Labeled region records:
— begin —

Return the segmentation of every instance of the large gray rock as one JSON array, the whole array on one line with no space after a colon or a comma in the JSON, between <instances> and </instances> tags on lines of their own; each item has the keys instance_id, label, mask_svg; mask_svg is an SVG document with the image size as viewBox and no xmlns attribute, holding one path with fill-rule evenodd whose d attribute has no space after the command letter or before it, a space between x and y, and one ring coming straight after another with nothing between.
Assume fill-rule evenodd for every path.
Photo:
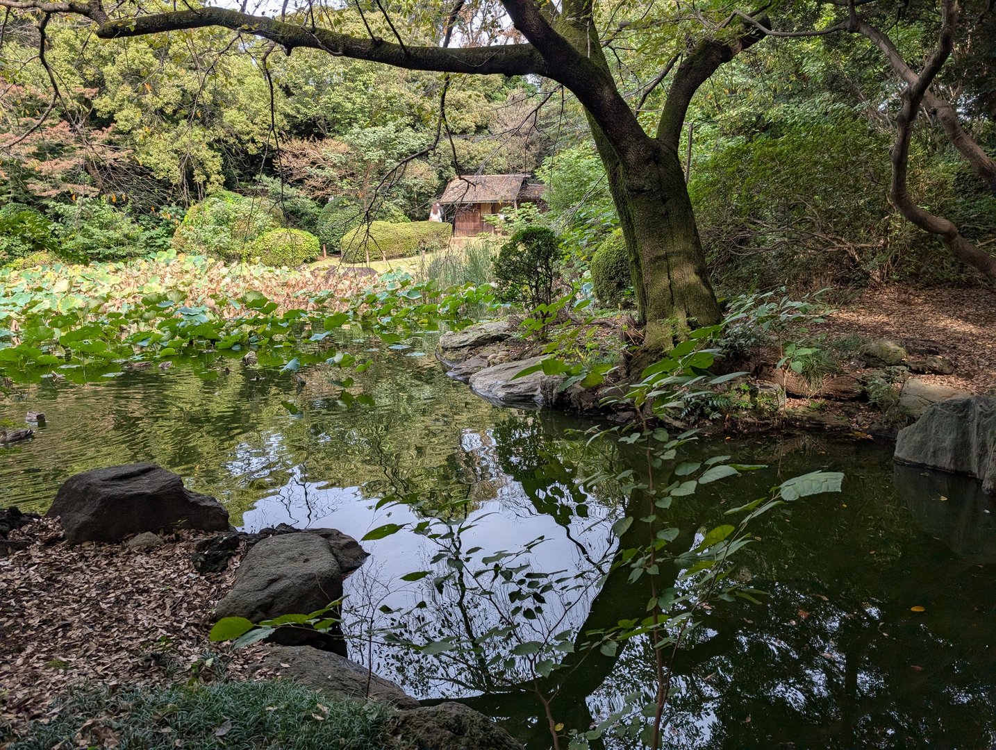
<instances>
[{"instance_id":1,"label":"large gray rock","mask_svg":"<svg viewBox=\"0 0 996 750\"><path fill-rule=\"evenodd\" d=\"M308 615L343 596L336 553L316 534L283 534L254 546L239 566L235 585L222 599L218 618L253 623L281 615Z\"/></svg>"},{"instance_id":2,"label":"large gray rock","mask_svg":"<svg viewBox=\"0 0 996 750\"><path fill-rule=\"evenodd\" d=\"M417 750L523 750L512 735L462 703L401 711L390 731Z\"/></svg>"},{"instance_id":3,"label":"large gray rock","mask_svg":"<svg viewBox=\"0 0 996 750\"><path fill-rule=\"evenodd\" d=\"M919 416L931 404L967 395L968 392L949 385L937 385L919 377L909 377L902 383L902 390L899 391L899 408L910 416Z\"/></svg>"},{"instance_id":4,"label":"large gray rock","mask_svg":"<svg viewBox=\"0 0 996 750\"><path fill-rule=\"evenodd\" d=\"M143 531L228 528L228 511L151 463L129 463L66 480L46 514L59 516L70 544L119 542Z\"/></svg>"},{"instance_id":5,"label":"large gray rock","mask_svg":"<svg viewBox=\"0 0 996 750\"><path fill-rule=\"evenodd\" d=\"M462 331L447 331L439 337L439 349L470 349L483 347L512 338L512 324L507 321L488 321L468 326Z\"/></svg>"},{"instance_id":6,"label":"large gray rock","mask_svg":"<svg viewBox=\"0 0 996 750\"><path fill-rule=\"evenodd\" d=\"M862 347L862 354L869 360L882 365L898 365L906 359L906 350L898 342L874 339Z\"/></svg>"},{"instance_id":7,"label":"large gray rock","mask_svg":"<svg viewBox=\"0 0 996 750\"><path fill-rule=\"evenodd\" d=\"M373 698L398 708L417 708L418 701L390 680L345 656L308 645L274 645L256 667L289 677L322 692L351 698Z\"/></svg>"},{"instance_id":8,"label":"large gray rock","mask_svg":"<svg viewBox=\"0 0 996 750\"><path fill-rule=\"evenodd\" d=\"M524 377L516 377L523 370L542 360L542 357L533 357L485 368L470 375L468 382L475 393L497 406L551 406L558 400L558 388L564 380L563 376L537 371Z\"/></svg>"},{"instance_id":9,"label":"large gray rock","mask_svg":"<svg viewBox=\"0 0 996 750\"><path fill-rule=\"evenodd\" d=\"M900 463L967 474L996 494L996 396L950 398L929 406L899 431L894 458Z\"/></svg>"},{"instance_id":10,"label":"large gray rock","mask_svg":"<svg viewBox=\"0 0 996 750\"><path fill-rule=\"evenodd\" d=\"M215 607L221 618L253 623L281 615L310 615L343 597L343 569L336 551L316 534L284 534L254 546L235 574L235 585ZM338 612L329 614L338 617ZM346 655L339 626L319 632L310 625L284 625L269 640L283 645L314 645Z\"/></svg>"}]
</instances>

— end —

Aim of the exercise:
Exclude the pictures and repeat every other part of the records word for word.

Expected answer:
Return the segmentation of every instance of the large gray rock as one JSON array, the whole array on one line with no space after a colon or a comma in the JSON, between <instances> and </instances> tags on lines of their own; each item has the keys instance_id, label, mask_svg; mask_svg is an SVG document with the image size as viewBox and no xmlns attribute, holding one path with fill-rule evenodd whose d attribute has no space after the command letter or before it, a space between x and y, and one ring coming straight after another with nothing between.
Assume fill-rule evenodd for every path.
Photo:
<instances>
[{"instance_id":1,"label":"large gray rock","mask_svg":"<svg viewBox=\"0 0 996 750\"><path fill-rule=\"evenodd\" d=\"M308 615L343 596L336 553L316 534L283 534L254 546L239 566L235 585L222 599L218 618L253 623L281 615Z\"/></svg>"},{"instance_id":2,"label":"large gray rock","mask_svg":"<svg viewBox=\"0 0 996 750\"><path fill-rule=\"evenodd\" d=\"M417 750L523 750L512 735L462 703L401 711L390 731Z\"/></svg>"},{"instance_id":3,"label":"large gray rock","mask_svg":"<svg viewBox=\"0 0 996 750\"><path fill-rule=\"evenodd\" d=\"M919 416L931 404L967 395L968 392L949 385L937 385L919 377L909 377L902 383L902 390L899 391L899 408L910 416Z\"/></svg>"},{"instance_id":4,"label":"large gray rock","mask_svg":"<svg viewBox=\"0 0 996 750\"><path fill-rule=\"evenodd\" d=\"M143 531L228 528L228 511L151 463L129 463L66 480L46 514L59 516L70 544L119 542Z\"/></svg>"},{"instance_id":5,"label":"large gray rock","mask_svg":"<svg viewBox=\"0 0 996 750\"><path fill-rule=\"evenodd\" d=\"M462 331L447 331L439 337L439 349L470 349L483 347L512 338L512 324L507 321L488 321L468 326Z\"/></svg>"},{"instance_id":6,"label":"large gray rock","mask_svg":"<svg viewBox=\"0 0 996 750\"><path fill-rule=\"evenodd\" d=\"M862 347L862 354L869 360L882 365L898 365L906 359L906 350L898 342L874 339Z\"/></svg>"},{"instance_id":7,"label":"large gray rock","mask_svg":"<svg viewBox=\"0 0 996 750\"><path fill-rule=\"evenodd\" d=\"M373 698L398 708L417 708L418 701L390 680L345 656L308 645L274 645L256 667L289 677L322 692L351 698Z\"/></svg>"},{"instance_id":8,"label":"large gray rock","mask_svg":"<svg viewBox=\"0 0 996 750\"><path fill-rule=\"evenodd\" d=\"M524 377L516 377L523 370L542 360L542 357L533 357L485 368L470 375L468 382L475 393L497 406L551 406L558 400L558 388L564 380L563 376L537 371Z\"/></svg>"},{"instance_id":9,"label":"large gray rock","mask_svg":"<svg viewBox=\"0 0 996 750\"><path fill-rule=\"evenodd\" d=\"M900 463L967 474L996 494L996 396L950 398L929 406L899 431L894 458Z\"/></svg>"},{"instance_id":10,"label":"large gray rock","mask_svg":"<svg viewBox=\"0 0 996 750\"><path fill-rule=\"evenodd\" d=\"M215 607L221 618L253 623L281 615L310 615L343 597L343 569L336 551L316 534L284 534L254 546L235 574L235 585ZM338 612L329 614L338 617ZM346 655L339 626L319 632L310 625L284 625L269 640L283 645L314 645Z\"/></svg>"}]
</instances>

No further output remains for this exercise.